[[ RECORDS, beginning ]]
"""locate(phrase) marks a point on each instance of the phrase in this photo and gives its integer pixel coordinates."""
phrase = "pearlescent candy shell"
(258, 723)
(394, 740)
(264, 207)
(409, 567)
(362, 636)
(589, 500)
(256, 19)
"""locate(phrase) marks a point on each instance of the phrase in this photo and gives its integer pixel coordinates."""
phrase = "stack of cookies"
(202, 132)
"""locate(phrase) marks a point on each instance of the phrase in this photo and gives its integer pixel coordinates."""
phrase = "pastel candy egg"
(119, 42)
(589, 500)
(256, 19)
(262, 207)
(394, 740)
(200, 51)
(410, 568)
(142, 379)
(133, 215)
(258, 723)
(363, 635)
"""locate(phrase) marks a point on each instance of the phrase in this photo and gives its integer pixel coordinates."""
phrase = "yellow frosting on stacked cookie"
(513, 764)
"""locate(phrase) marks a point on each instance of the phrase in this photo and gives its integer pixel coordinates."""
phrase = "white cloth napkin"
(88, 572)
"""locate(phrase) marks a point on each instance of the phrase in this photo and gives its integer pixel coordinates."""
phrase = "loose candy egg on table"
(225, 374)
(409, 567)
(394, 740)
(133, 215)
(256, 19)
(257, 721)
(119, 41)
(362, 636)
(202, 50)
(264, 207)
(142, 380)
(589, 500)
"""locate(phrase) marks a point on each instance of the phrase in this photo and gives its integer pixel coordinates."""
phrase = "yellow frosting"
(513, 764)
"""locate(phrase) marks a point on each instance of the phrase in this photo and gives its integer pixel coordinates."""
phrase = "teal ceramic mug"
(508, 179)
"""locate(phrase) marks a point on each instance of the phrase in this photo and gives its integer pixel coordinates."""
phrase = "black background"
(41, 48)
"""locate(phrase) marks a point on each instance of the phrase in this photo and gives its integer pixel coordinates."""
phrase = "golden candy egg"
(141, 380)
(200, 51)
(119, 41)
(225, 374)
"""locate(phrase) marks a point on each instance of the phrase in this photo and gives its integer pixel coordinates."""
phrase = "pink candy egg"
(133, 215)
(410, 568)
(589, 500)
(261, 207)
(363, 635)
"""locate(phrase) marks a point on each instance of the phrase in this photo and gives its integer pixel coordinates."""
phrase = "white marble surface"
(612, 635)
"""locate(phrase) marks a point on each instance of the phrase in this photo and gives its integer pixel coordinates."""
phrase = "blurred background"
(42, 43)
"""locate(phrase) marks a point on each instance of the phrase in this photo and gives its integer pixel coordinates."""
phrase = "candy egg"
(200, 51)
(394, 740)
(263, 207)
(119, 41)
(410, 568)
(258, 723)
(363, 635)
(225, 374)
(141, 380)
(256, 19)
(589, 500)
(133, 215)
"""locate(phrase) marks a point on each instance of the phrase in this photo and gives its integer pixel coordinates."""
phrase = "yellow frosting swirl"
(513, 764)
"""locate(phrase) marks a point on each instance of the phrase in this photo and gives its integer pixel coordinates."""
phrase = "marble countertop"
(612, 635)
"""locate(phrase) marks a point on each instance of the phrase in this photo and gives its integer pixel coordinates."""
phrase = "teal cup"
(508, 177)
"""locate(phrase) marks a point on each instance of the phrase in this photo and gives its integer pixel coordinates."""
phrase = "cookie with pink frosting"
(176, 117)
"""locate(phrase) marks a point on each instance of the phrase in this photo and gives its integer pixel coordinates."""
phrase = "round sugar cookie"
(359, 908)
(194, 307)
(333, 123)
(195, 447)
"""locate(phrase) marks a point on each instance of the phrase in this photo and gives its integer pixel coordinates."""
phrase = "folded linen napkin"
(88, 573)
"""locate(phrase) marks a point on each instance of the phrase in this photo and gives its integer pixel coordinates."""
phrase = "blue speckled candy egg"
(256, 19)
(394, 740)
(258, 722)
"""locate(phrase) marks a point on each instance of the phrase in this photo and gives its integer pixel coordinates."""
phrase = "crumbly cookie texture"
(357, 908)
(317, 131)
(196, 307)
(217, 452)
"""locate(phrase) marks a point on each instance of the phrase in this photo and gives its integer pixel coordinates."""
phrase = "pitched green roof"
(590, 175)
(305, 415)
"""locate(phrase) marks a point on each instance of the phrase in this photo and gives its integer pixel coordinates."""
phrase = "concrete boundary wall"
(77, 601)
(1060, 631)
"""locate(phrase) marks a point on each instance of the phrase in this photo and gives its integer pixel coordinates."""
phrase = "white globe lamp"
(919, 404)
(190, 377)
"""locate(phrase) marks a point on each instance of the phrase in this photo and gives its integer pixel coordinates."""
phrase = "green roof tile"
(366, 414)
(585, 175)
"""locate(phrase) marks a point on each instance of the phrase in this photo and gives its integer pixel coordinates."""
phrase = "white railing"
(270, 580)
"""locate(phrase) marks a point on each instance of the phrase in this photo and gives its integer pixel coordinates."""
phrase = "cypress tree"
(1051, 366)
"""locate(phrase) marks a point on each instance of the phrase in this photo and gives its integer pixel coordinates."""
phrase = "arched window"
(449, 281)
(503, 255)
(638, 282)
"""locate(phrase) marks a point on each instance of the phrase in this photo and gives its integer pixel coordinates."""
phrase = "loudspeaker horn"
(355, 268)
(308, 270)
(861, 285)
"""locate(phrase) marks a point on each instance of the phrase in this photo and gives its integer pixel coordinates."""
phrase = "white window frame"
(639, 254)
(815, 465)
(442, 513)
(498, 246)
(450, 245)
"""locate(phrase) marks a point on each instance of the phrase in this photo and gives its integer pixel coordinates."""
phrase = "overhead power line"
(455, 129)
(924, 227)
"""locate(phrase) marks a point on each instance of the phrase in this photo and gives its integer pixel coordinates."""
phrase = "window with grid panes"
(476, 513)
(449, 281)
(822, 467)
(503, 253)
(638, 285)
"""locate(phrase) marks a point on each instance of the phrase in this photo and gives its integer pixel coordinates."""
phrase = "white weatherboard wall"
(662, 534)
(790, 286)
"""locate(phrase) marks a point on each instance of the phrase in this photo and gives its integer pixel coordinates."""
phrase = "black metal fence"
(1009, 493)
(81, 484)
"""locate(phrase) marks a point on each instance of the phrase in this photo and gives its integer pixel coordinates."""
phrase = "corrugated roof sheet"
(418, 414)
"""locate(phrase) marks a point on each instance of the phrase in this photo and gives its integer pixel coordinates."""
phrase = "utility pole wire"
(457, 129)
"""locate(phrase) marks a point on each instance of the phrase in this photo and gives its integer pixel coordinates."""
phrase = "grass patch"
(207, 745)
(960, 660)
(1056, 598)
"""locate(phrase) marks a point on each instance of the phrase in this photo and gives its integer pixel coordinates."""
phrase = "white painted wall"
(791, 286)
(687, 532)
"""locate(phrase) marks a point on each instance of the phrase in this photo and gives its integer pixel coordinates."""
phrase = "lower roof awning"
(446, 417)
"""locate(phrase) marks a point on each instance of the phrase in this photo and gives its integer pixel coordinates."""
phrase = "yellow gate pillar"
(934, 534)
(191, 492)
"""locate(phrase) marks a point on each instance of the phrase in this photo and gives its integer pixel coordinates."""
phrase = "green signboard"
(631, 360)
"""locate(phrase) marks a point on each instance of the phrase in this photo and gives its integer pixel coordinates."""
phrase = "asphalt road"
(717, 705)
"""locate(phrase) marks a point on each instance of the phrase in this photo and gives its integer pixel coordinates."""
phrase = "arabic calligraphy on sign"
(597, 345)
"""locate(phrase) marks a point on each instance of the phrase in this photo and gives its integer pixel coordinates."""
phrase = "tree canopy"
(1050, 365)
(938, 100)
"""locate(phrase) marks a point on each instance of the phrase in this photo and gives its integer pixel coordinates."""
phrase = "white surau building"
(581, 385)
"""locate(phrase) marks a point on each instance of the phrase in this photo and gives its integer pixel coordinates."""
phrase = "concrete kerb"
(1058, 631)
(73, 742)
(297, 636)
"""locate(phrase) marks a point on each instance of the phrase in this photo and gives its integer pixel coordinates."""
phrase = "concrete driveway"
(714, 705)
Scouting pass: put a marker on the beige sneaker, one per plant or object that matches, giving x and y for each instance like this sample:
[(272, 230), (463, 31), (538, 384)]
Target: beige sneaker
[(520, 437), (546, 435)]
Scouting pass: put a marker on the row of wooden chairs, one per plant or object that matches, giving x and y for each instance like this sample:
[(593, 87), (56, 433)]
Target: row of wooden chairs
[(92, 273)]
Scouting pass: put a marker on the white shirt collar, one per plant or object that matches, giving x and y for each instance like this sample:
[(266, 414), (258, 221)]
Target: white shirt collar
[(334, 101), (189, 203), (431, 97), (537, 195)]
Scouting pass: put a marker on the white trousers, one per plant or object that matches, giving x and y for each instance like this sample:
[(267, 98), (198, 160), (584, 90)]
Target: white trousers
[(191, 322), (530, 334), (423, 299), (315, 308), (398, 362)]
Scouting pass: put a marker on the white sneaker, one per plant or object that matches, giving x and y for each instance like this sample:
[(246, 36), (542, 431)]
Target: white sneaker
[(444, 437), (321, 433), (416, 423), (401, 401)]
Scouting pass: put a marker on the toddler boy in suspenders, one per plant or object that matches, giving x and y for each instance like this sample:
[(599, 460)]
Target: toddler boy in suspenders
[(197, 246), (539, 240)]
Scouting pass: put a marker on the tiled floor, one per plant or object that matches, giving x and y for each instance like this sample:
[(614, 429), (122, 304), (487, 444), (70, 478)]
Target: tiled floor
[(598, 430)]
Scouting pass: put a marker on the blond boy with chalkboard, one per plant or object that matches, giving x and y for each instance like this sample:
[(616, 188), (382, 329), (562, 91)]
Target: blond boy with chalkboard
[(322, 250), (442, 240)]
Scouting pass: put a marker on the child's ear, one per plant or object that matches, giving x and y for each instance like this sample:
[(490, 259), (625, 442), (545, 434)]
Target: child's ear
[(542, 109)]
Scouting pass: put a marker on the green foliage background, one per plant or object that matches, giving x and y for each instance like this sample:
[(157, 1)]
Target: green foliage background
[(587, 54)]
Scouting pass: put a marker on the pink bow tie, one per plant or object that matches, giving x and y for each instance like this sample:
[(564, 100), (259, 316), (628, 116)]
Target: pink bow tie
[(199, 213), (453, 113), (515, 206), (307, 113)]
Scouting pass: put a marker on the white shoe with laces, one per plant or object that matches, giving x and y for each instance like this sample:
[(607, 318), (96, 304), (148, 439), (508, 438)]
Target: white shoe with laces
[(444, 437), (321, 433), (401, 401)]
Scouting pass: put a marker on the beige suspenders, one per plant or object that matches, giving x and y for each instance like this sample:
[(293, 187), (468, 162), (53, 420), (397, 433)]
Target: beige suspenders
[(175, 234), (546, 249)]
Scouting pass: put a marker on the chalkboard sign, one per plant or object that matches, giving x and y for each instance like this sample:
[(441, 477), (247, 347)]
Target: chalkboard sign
[[ RECORDS, end ]]
* _EXERCISE DETAILS_
Within the listing above, give again exactly every line from the line with "[(266, 414), (258, 221)]" through the line with "[(267, 98), (198, 160), (584, 90)]", both included, and no other line.

* _EXPECTED ANSWER_
[(266, 414), (258, 221)]
Target: white shirt collar
[(334, 101), (189, 203), (431, 97), (537, 195)]
Scouting pass: put a marker on the white trousers, one per plant or object that matches, giving x and y for each instance like this sample:
[(267, 98), (198, 160), (584, 90)]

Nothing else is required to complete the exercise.